TEXT UNDER STUDY =
Hints in Layers (Treat as pseudocode guidance)

Hint 1: Start with 2x2 matrices only. For 2x2, the characteristic polynomial is always quadratic: lambda^2 - trace*lambda + det = 0. Use the quadratic formula. This avoids polynomial root-finding for now.

Hint 2: Power iteration in pseudocode:

v = random_vector()
v = v / norm(v)
for _ in range(max_iterations):
    v_new = A @ v
    eigenvalue = norm(v_new)  # Rayleigh quotient approximation
    v_new = v_new / norm(v_new)
    if norm(v_new - v) < tolerance:
        break
    v = v_new

Hint 3: To find ALL eigenvectors with power iteration, use deflation: after finding (lambda1, v1), compute A’ = A - lambda1 * outer(v1, v1) and run power iteration again on A’. The dominant eigenvector of A’ is the second eigenvector of A.

Hint 4: For visualization, draw the unit circle, then draw what A does to the unit circle (it becomes an ellipse). The ellipse’s major and minor axes ARE the eigenvectors! The axis lengths are eigenvalues .

(Stored entries)

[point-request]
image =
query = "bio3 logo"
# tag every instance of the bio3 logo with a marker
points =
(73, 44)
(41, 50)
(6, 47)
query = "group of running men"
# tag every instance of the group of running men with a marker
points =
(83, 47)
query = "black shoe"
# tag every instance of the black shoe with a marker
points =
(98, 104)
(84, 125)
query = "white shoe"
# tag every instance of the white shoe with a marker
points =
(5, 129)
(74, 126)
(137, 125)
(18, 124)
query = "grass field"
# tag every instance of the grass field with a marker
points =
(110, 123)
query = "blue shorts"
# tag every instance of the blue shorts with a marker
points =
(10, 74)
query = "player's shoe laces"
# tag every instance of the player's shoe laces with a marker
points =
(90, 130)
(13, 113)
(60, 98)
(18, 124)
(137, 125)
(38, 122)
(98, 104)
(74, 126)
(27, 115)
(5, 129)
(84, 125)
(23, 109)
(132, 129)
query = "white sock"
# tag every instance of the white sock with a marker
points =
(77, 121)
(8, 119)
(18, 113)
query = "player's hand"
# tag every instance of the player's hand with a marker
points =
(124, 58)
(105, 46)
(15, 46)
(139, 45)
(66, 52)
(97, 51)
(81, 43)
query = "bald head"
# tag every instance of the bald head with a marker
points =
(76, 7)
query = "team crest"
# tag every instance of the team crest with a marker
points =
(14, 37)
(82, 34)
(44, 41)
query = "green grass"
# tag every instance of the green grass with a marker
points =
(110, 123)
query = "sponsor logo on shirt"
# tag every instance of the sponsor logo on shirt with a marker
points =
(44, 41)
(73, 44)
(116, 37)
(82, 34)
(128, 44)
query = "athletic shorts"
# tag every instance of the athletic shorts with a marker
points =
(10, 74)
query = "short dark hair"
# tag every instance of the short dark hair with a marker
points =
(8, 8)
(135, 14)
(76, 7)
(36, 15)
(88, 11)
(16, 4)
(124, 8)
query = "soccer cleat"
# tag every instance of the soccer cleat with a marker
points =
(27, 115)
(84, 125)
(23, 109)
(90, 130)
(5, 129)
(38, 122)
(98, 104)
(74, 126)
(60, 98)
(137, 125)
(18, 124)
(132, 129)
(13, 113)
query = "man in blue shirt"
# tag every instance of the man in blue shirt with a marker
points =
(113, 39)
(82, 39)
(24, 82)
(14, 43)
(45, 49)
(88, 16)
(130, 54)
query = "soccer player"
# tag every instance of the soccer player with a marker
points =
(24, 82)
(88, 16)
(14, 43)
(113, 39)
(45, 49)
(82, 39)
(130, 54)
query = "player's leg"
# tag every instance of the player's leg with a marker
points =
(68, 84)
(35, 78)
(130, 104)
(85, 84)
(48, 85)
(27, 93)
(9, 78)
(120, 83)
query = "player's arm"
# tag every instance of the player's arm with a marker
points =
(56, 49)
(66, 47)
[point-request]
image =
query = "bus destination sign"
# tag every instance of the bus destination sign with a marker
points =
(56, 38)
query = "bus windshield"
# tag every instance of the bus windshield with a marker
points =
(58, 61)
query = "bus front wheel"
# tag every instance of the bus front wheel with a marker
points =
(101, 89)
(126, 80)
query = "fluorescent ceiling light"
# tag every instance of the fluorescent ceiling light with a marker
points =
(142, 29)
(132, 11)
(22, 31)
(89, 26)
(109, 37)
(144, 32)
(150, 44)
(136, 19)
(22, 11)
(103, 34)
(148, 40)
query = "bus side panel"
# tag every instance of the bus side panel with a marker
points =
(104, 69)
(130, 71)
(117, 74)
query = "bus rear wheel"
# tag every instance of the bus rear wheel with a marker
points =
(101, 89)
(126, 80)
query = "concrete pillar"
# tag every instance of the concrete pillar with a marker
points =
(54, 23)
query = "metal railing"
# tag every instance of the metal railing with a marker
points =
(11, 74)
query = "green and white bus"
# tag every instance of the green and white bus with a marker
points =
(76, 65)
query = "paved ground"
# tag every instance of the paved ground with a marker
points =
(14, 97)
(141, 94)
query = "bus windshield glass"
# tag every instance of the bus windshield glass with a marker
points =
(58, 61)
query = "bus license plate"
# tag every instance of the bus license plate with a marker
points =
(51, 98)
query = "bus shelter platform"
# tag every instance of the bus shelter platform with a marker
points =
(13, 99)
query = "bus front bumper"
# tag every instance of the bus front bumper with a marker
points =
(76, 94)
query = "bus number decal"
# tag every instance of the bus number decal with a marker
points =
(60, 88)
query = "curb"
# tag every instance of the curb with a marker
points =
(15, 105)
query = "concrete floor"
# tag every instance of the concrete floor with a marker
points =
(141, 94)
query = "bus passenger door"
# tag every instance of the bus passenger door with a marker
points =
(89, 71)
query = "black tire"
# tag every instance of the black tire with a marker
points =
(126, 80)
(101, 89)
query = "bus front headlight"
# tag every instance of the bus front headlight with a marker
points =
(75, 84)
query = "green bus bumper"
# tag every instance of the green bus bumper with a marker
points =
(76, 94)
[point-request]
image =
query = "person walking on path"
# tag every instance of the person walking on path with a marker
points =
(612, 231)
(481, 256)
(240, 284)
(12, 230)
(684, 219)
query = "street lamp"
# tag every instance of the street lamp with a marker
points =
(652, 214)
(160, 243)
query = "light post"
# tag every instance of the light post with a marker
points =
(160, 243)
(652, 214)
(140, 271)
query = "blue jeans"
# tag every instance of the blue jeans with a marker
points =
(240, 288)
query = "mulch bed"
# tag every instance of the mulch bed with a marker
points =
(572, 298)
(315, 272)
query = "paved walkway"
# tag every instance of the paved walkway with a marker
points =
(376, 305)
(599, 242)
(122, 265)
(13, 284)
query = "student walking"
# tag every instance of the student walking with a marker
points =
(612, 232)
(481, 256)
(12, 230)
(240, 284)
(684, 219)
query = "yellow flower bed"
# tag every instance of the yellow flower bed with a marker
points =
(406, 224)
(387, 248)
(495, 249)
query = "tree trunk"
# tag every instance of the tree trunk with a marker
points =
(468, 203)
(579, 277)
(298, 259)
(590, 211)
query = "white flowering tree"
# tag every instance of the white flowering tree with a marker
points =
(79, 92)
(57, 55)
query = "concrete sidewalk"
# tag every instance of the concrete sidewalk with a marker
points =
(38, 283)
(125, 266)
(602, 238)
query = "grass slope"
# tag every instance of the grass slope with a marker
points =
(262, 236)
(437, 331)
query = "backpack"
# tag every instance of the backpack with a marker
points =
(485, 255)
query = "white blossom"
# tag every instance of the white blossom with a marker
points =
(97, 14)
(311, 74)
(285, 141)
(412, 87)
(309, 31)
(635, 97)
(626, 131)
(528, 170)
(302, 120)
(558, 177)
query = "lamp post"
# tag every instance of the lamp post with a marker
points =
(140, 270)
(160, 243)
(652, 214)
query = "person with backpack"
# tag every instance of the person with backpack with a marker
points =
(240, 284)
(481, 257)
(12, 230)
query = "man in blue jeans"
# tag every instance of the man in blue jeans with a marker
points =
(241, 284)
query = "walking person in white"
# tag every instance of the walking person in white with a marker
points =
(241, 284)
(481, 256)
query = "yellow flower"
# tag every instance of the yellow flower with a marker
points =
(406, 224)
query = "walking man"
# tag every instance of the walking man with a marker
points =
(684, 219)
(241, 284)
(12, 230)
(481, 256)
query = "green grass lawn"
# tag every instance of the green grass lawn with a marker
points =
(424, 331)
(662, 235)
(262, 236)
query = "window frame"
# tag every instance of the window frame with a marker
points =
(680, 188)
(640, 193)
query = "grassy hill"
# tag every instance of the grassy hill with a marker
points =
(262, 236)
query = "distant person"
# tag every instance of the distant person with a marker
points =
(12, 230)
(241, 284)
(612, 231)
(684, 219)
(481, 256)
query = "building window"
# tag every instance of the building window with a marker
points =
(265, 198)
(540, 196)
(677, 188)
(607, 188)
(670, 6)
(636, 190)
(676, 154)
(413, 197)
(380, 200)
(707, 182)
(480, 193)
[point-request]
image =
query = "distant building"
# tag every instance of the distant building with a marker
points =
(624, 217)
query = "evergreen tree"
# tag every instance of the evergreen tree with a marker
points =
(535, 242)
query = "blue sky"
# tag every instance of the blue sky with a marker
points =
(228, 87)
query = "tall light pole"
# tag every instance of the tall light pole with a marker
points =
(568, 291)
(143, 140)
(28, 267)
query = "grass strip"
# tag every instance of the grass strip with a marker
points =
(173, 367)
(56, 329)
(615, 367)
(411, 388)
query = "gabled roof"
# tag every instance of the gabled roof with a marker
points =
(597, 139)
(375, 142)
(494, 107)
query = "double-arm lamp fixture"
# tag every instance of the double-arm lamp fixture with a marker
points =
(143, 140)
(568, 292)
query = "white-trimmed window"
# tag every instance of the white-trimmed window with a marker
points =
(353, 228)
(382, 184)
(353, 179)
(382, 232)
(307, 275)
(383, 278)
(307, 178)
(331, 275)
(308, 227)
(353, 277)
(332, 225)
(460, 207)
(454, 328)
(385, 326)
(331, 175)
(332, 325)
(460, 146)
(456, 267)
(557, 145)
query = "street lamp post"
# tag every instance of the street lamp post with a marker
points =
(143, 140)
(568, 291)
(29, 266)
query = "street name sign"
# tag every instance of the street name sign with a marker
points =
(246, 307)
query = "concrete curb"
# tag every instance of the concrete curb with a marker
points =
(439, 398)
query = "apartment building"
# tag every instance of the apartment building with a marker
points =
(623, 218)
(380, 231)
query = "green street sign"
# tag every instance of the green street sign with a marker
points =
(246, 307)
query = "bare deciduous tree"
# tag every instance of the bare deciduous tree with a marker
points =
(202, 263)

REQUIRED TASKS =
(1) Decide whether each statement agrees with the eigenvalue hints: (a) they recommend beginning with 2x2 matrices; (b) they describe the characteristic polynomial of a 2x2 matrix as cubic; (c) deflation subtracts lambda1 times the outer product of v1 with itself from A. Answer yes or no for each, quoting the deciding words.
(2) Please extend the eigenvalue hints with the passage that comes after their last sentence.
The entries have no connection to the eigenvalue hints.

YOUR RESPONSES =
(1)
(a) Yes: "Start with 2x2 matrices only."
(b) No: "the characteristic polynomial is always quadratic"
(c) Yes: "compute A’ = A - lambda1 * outer(v1, v1)"

(2)
Hint 5: Complex eigenvalues always come in conjugate pairs for real matrices. If you get lambda = a + bi, there is also lambda = a - bi. The rotation angle is arctan(b/a) and the scaling is sqrt(a^2 + b^2).

Books That Will Help

Topic Book Chapter
Eigenvalue Fundamentals “Linear Algebra Done Right” - Sheldon Axler Chapter 5
Power Iteration Algorithm “Numerical Linear Algebra” - Trefethen & Bau Chapter 27
Geometric Interpretation “Math for Programmers” - Paul Orland Chapter 7
Applications in ML (PCA, etc.) “Hands-On Machine Learning” - Aurelien Geron Chapter 8
Complex Eigenvalues “3D Math Primer for Graphics” - Dunn & Parberry Chapter 6
Diagonalization Theory “Introduction to Linear Algebra” - Gilbert Strang Chapter 6
Numerical Stability “Numerical Recipes” - Press et al. Chapter 11

6. Validation, Pitfalls, and Completion

Common Pitfalls and Debugging

Problem 1: “Outputs drift after a few iterations”

  • Why: Hidden numerical instability (unscaled features, aggressive step size, or repeated subtraction of nearly equal values).
  • Fix: Normalize inputs, reduce step size, and track relative error rather than only absolute error.
  • Quick test: Run the same task with two scales of input (for example x and 10x) and compare normalized error curves.

Problem 2: “Results are inconsistent across runs”

  • Why: Random seeds, data split randomness, or non-deterministic ordering are uncontrolled.
  • Fix: Set seeds, log configuration, and store split indices and hyperparameters with each run.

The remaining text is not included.